* [Extrait à lire]
+---+
Chers collègues, le projet de loi C-282 vise la sauvegarde du dispositif de la gestion de l’offre. Il est d’une grande simplicité. En modifiant la Loi sur le ministère des Affaires étrangères, du Commerce et du Développement, il sanctuarise ce dispositif en l’incluant dans les responsabilités du ministre. Pour ce faire, il ajoute, à l’article 10 de la loi, la gestion de l’offre à la liste des directives dont le ministre doit tenir compte dans la conduite des affaires extérieures du Canada, notamment lors de la négociation d’accords de libre-échange. Le ministre responsable du commerce international devra alors s’abstenir de porter atteinte à la gestion de l’offre et celle-ci ne pourra plus constituer une monnaie d’échange. En étant ainsi extraite des négociations internationales, la gestion de l’offre sera préservée et pérennisée.

Certains de nos partenaires dans le monde n’ont pas su défendre l’équivalent de notre système de gestion de l’offre, et ils en paient le prix fort aujourd’hui. En Australie, par exemple, l’abandon de ce système dans les années 2000 a profondément modifié le paysage du secteur laitier de ce pays et ses fermes ont dû subir une transition à marche forcée. Les agriculteurs ont lutté fortement pour concurrencer les prix internationaux du lait et ils n’y sont pas arrivés. Les producteurs australiens recevaient un prix par litre de lait en deçà de la moyenne mondiale. En 20 ans, entre 2000 et 2020, les producteurs laitiers sont passés de 22 000 à moins de 6 000 — une véritable hécatombe. Depuis, les exportations sont toujours en baisse et les importations en hausse.
+---+
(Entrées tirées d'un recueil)

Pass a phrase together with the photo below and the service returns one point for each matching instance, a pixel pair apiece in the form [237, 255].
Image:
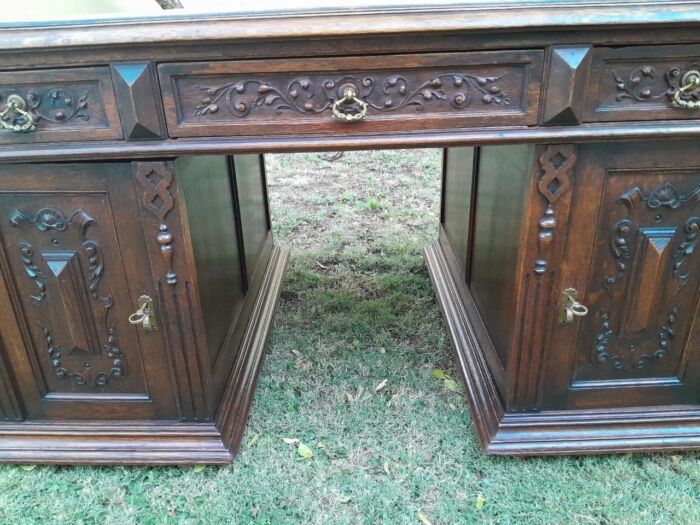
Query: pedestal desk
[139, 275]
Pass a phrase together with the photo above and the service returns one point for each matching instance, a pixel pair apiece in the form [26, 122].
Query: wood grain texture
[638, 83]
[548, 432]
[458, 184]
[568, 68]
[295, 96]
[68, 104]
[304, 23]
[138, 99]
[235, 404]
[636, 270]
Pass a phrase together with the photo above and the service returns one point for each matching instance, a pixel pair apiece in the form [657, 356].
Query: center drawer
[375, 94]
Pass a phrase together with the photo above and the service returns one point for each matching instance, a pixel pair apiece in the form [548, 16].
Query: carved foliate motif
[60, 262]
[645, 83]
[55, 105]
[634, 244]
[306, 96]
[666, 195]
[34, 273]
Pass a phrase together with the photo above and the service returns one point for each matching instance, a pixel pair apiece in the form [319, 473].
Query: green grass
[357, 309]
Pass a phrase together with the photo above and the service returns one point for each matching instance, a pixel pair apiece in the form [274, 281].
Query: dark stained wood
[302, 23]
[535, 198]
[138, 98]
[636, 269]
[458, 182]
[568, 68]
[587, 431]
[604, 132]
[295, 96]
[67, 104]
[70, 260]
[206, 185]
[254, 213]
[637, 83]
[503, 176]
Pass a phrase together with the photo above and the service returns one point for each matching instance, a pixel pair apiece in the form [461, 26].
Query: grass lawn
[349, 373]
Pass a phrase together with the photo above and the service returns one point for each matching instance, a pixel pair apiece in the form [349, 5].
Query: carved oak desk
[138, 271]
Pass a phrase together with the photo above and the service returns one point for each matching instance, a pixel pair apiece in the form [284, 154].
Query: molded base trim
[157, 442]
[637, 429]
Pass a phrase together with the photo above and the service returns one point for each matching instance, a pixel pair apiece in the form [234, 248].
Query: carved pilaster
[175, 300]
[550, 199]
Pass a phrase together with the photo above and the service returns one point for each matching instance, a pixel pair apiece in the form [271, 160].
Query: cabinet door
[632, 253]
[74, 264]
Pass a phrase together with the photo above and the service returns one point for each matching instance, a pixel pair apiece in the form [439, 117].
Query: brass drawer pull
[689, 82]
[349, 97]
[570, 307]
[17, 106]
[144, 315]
+---+
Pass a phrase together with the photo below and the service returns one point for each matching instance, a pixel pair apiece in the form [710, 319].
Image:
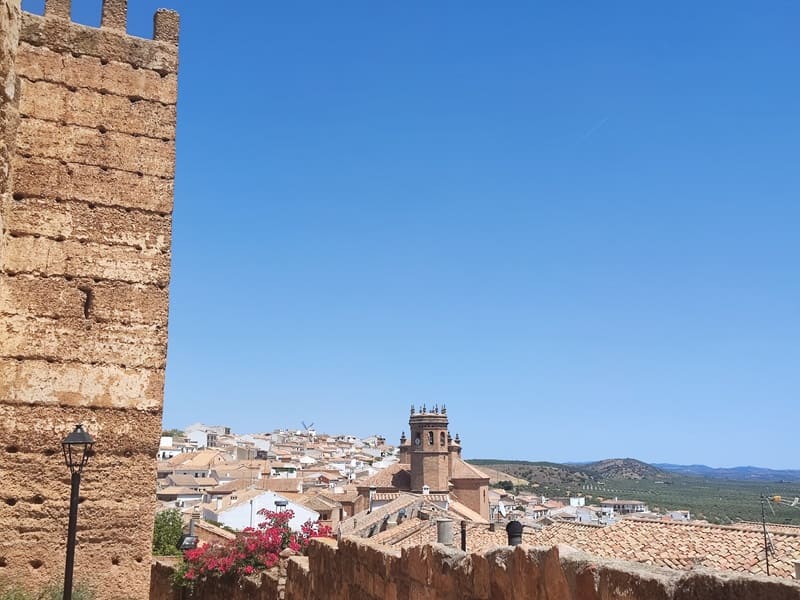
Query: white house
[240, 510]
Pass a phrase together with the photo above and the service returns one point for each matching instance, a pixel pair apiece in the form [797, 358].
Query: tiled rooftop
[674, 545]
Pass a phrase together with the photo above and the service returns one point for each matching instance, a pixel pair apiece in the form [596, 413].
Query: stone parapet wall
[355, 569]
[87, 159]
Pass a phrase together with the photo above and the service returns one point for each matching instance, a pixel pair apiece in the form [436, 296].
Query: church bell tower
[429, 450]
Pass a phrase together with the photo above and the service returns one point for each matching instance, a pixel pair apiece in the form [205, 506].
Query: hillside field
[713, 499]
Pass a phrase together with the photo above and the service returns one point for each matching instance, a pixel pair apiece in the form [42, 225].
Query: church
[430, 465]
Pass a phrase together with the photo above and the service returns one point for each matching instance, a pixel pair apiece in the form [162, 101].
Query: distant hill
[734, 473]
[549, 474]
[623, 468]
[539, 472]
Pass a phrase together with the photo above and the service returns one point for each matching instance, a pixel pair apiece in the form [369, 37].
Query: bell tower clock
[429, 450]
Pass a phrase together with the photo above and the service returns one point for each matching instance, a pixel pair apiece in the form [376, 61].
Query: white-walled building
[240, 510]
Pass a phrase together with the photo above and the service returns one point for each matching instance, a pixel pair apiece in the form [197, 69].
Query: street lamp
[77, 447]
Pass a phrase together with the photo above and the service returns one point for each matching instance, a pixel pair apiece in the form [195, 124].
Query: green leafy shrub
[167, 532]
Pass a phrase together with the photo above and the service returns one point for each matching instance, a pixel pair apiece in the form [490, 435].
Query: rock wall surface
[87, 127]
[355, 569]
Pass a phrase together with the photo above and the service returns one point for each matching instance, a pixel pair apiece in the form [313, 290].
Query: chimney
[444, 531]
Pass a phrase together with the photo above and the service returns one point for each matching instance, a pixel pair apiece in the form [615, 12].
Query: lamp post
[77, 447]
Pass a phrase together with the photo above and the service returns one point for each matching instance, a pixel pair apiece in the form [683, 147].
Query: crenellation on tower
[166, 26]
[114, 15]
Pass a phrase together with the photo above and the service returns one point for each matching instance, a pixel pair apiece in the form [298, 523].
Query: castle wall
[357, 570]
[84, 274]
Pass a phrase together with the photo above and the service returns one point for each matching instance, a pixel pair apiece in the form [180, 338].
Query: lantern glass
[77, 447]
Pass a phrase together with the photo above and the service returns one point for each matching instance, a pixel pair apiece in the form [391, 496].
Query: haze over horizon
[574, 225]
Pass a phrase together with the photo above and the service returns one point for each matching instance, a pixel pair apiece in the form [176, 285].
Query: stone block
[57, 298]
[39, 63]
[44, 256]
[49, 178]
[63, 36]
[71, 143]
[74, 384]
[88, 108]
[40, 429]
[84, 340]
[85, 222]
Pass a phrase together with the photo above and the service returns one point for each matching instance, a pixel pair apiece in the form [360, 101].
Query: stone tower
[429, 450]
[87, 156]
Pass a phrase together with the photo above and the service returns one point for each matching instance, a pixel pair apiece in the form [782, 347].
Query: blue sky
+---+
* [Travail demandé]
**A)** Traduisez en anglais cette phrase de l'extrait sur la gestion de l'offre : « Les producteurs australiens recevaient un prix par litre de lait en deçà de la moyenne mondiale. »
**B)** D'après l'extrait sur la gestion de l'offre, combien l'Australie comptait-elle de producteurs laitiers en 2000 ?
Vous n'avez pas besoin de la liste pour faire cet exercice.

* [Résultats de l'exercice]
**A)** Australian producers received a price per liter of milk below the world average.

**B)** 22 000.